### SOURCE:
** Start **

I hope something changes soon. Nuggets have players with their bags packed at the door. Mainly Voshon. He already stated he doesn't want to wear the Nuggets uniform anymore. Watson has been professional, but he wants minutes. So he will be out more than likely. The Nuggets have been riddled with injuries this season. I would be happy if we get any of those players or anything positive happens in Denver.


----------



## nbanoitall (May 21, 2004)

23AJ said:


> I hope something changes soon. Nuggets have players with their bags packed at the door. Mainly Voshon. He already stated he doesn't want to wear the Nuggets uniform anymore. Watson has been professional, but he wants minutes. So he will be out more than likely. The Nuggets have been riddled with injuries this season. I would be happy if we get any of those players or anything positive happens in Denver.


recent news suggests artest wont be moved until after after xmas.


----------



## cambyblockingyou (Nov 26, 2005)

Rumor has it that LA is offering Odom. We can't offer anything better than that. I don't think we can land Artest, unless it's a deal with Atlanta giving up Harrington and just wanting cap or something.


----------



## nbanoitall (May 21, 2004)

nugzhomer said:


> Rumor has it that LA is offering Odom. We can't offer anything better than that. I don't think we can land Artest, unless it's a deal with Atlanta giving up Harrington and just wanting cap or something.


likely a three team deal if we trade for artest. I think JO would rather have harrington than Odom. Harrington has played in the system too, so you know he will adjust well. I think the lakers are pretty desperate to find the guy to play second fiddle to Kobe. I cant see Odom playing for Indiana personally.


----------



## 77AJ (Feb 16, 2005)

** End **

### RECORDS SUPPLIED:

** Start **

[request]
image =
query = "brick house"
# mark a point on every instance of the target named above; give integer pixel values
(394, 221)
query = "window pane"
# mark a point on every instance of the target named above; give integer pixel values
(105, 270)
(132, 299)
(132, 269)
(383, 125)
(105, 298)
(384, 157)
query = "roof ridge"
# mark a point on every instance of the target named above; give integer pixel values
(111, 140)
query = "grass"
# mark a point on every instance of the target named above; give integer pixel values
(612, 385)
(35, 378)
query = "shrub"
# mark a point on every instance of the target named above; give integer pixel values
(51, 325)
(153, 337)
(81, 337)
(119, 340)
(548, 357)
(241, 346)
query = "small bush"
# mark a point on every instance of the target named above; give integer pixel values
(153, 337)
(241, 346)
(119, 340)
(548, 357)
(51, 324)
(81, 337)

** End **
** Start **

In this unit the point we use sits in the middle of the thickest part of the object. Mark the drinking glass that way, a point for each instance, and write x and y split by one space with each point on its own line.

** End **

### OBJECTIVES:
a) Transcribe the part of the forum thread between "likely a three" and "for Indiana personally.", inclusive.
b) In the forum thread, which player is LA rumored to be offering?

### TASK-BY-TASK SOLUTIONS:
a)
likely a three team deal if we trade for artest. I think JO would rather have harrington than Odom. Harrington has played in the system too, so you know he will adjust well. I think the lakers are pretty desperate to find the guy to play second fiddle to Kobe. I cant see Odom playing for Indiana personally.

b) Odom